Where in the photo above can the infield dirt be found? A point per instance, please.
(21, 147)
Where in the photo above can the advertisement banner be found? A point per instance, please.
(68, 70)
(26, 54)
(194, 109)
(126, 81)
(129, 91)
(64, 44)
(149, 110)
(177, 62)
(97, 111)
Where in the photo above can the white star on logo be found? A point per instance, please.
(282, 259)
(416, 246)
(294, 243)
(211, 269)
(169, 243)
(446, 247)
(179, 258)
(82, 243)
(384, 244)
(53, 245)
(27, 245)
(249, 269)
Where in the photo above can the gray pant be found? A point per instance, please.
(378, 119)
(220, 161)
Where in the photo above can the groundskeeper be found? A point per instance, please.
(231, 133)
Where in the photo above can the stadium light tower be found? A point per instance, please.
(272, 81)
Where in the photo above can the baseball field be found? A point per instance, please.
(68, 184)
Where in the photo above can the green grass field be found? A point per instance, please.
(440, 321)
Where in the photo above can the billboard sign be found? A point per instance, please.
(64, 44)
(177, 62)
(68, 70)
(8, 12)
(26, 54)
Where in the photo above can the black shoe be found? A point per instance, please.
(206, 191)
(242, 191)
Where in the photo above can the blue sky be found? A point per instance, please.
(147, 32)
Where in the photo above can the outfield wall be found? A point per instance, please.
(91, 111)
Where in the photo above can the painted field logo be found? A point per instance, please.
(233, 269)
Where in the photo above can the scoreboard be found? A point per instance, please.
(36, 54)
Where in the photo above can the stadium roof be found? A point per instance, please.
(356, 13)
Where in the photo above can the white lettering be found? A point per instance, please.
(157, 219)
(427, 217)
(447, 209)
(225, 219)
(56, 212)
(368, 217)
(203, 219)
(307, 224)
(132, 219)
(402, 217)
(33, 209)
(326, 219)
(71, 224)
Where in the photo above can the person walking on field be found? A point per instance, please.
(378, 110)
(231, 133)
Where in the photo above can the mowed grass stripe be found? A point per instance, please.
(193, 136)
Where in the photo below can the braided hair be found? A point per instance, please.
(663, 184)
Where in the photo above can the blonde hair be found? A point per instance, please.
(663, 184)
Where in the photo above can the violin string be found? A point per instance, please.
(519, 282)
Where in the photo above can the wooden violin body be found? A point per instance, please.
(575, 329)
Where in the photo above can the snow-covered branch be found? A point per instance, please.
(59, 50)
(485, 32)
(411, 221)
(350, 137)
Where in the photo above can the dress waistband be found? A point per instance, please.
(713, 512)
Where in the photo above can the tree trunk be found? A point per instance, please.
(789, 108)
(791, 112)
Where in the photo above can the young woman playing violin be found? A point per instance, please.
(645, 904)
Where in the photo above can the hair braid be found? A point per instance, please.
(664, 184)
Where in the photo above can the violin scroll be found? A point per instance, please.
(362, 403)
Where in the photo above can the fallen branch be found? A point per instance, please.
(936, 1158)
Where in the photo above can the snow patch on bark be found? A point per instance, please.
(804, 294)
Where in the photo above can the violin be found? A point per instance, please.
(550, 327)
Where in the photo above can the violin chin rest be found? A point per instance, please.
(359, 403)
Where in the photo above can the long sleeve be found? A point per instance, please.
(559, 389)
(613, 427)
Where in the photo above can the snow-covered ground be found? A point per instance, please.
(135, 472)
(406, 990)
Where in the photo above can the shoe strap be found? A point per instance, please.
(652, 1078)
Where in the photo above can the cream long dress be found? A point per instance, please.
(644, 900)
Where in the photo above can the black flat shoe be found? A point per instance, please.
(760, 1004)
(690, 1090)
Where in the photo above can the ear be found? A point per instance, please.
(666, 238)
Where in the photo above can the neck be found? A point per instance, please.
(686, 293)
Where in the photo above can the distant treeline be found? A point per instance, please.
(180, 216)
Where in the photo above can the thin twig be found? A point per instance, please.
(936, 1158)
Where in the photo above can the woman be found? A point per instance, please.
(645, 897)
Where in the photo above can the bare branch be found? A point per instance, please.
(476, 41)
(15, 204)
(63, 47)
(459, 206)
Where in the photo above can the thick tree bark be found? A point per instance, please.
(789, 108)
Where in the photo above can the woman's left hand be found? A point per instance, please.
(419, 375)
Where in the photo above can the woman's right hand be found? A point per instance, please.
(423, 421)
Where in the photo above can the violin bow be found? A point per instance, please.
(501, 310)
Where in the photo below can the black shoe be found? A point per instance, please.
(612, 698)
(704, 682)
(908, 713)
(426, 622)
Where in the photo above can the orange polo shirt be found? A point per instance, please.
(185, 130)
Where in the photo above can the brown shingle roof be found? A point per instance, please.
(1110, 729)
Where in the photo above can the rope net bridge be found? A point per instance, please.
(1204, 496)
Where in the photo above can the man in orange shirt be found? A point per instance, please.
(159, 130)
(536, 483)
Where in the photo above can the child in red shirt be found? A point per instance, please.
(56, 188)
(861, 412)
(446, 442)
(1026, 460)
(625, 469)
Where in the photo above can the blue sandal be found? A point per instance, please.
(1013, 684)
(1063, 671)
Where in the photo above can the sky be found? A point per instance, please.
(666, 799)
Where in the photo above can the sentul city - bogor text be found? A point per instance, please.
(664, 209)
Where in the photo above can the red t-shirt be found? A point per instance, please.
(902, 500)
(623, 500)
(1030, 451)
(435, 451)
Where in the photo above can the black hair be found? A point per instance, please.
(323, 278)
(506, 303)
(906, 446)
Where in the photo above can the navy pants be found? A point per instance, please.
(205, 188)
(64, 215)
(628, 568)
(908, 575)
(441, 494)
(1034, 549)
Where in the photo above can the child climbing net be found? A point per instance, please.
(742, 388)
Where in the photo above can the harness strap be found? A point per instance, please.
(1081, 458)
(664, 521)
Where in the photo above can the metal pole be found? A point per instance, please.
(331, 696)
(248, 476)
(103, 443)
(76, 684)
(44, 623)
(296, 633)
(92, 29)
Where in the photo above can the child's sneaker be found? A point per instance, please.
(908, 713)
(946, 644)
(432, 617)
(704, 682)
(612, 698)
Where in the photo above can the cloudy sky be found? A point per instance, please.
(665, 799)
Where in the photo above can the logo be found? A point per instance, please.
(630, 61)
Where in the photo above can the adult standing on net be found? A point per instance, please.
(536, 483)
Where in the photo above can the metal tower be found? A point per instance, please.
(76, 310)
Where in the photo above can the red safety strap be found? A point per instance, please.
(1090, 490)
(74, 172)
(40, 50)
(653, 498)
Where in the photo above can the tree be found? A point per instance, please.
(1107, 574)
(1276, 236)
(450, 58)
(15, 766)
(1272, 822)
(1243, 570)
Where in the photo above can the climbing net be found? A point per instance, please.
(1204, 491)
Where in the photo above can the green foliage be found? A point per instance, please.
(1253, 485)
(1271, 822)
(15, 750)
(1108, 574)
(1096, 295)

######

## SET TASK
Your task is to repeat every line exactly.

## FULL SOLUTION
Where in the photo above can the infield dirt be found? A point per instance, please.
(21, 147)
Where in the photo above can the advertisement banner be found? A point per instance, please.
(68, 70)
(26, 54)
(194, 109)
(126, 81)
(129, 91)
(64, 44)
(149, 110)
(177, 62)
(97, 111)
Where in the photo above can the white star on logo be found? A point per instance, please.
(282, 259)
(416, 246)
(294, 243)
(211, 269)
(169, 243)
(446, 247)
(179, 258)
(82, 243)
(384, 244)
(53, 245)
(27, 245)
(249, 269)
Where in the photo above can the gray pant be found? A point per instance, please.
(378, 119)
(220, 161)
Where in the photo above can the groundskeeper be found? A point per instance, please.
(231, 133)
Where in the photo above can the stadium light tower be found? A point per instance, please.
(272, 81)
Where in the photo above can the baseball field be found? A point per instance, please.
(68, 184)
Where in the photo above can the green grass field be found? A point per instance, please.
(440, 321)
Where in the photo above can the billboard sign be found? A point per instance, please.
(64, 44)
(177, 62)
(68, 70)
(8, 12)
(26, 54)
Where in the photo above can the black shoe be found? A point per instance, please.
(206, 191)
(242, 191)
Where in the photo above can the blue sky be found? A point per instance, please.
(147, 32)
Where in the photo above can the outfield wall be found? A point per instance, please.
(91, 111)
Where in the photo above can the painted field logo be found? A point per instance, please.
(233, 269)
Where in the photo above can the scoreboard be found? A point per instance, please.
(36, 54)
Where in the photo above can the stadium roof be found? A point per instance, please.
(356, 13)
Where in the photo above can the white lettering be found? A point per instance, please.
(157, 219)
(427, 217)
(447, 209)
(225, 219)
(56, 212)
(368, 217)
(203, 219)
(307, 224)
(132, 219)
(402, 217)
(33, 209)
(326, 219)
(71, 224)
Where in the photo above can the person walking on field be found? A point per instance, please.
(378, 110)
(231, 133)
Where in the photo above can the mowed grass stripe be found? A point per instance, please.
(193, 136)
Where in the photo below can the braided hair be found? A point per instance, please.
(663, 184)
Where in the photo above can the blonde hair be found? A point per instance, please.
(663, 184)
Where in the photo above can the violin string be found? A point per instance, please.
(519, 282)
Where in the photo above can the wooden violin body be found? A point per instance, please.
(575, 329)
Where in the photo above can the snow-covered branch be found? A point per instance, please.
(59, 50)
(485, 32)
(411, 221)
(350, 137)
Where in the photo above can the dress waistband be found? A point per instance, please.
(713, 512)
Where in the photo above can the tree trunk be found? A point per instance, please.
(789, 108)
(791, 112)
Where in the photo above can the young woman playing violin be found? A point per instance, please.
(645, 904)
Where in the photo above can the hair braid be found? A point per instance, please.
(664, 184)
Where in the photo above can the violin scroll be found? A point per instance, please.
(362, 403)
Where in the photo above can the fallen branch be found? A point per instance, please.
(936, 1158)
Where in the photo above can the snow patch on bark be found? A point per instance, please.
(804, 294)
Where in the photo above can the violin be found? A point per instance, please.
(550, 327)
Where in the photo above can the violin chin rest be found? A point per instance, please.
(359, 403)
Where in the photo above can the long sleeve be found? A point per instance, please.
(559, 389)
(613, 427)
Where in the photo above can the snow-covered ground be found? A point per instance, please.
(135, 472)
(406, 990)
Where in the photo above can the shoe strap be found? A point per instance, please.
(652, 1078)
Where in the photo above can the cream long dress be found? A point per instance, please.
(644, 900)
Where in the photo above can the black flat shoe be found? A point per instance, please.
(760, 1004)
(690, 1090)
Where in the photo above can the ear be found? A point per instance, please.
(666, 238)
Where in the photo above can the neck be found? A point per instance, please.
(686, 293)
Where in the photo above can the distant treeline be found? A point per instance, please.
(180, 216)
Where in the photo above can the thin twig be found? A point per instance, please.
(936, 1158)
Where in the photo above can the woman be found? A point per instance, please.
(645, 897)
Where in the photo above can the bare branch be found? A point per instance, please.
(476, 41)
(15, 204)
(63, 47)
(459, 206)
Where in the photo above can the thick tree bark be found? A point per instance, please.
(789, 108)
Where in the photo above can the woman's left hand be found? A point per instance, please.
(419, 375)
Where in the photo above can the woman's right hand be found? A point per instance, please.
(423, 421)
Where in the photo above can the violin bow be found? A point per instance, please.
(501, 310)
Where in the photo below can the black shoe be found? A point per instance, please.
(612, 698)
(704, 682)
(908, 713)
(426, 622)
Where in the photo above can the orange polo shirt be found? A point per instance, please.
(185, 130)
Where in the photo above can the brown shingle roof be found? A point per instance, please.
(1110, 729)
Where in the photo above can the rope net bridge be found? A point per instance, please.
(1204, 496)
Where in the photo above can the man in orange shirt be found? A point per instance, please.
(159, 130)
(536, 483)
Where in the photo above can the child in red shirt be found? A point per instance, please.
(56, 188)
(861, 412)
(446, 442)
(1026, 460)
(625, 469)
Where in the photo above can the blue sandal be found? A point per instance, please.
(1013, 684)
(1063, 671)
Where in the photo above can the sky be found? A point per instance, please.
(666, 799)
Where in the photo above can the sentul city - bogor text be found? A point per instance, please.
(664, 209)
Where in the photo above can the red t-shirt be found? A point per instance, please.
(902, 500)
(623, 500)
(1030, 451)
(435, 451)
Where in the photo above can the black hair be found? A point per instance, please.
(323, 278)
(506, 303)
(906, 446)
Where in the photo above can the navy pants be found? A point per instance, please.
(205, 188)
(64, 215)
(628, 568)
(908, 575)
(441, 494)
(1034, 549)
Where in the photo above can the child climbing net be found? A point per instance, please.
(742, 388)
Where in the photo above can the harness strap be found? A point per instance, please.
(1081, 458)
(664, 521)
Where in the photo above can the metal pole be found? A point per instance, please.
(331, 696)
(248, 476)
(103, 443)
(76, 684)
(44, 623)
(296, 633)
(92, 29)
Where in the photo above can the child's sneaker be found? A point per instance, please.
(908, 713)
(946, 644)
(432, 617)
(704, 682)
(612, 698)
Where in the photo above can the cloudy sky be found? A point per instance, please.
(665, 799)
Where in the photo above can the logo be found? A point per instance, please.
(630, 61)
Where in the photo above can the adult standing on net be found? A point per instance, please.
(536, 483)
Where in the photo above can the metal tower be found? A point per instance, please.
(76, 310)
Where in the photo above can the red safety strap be found? A point per instance, please.
(1090, 490)
(74, 172)
(40, 50)
(653, 498)
Where in the photo above can the tree be found? A point per instance, please.
(1107, 574)
(1276, 236)
(450, 58)
(15, 766)
(1272, 822)
(1243, 570)
Where in the photo above can the climbing net be found? A point per instance, please.
(1204, 491)
Where in the photo above can the green foliage be found? A point per instance, please.
(1253, 485)
(1271, 822)
(15, 750)
(1108, 574)
(1096, 295)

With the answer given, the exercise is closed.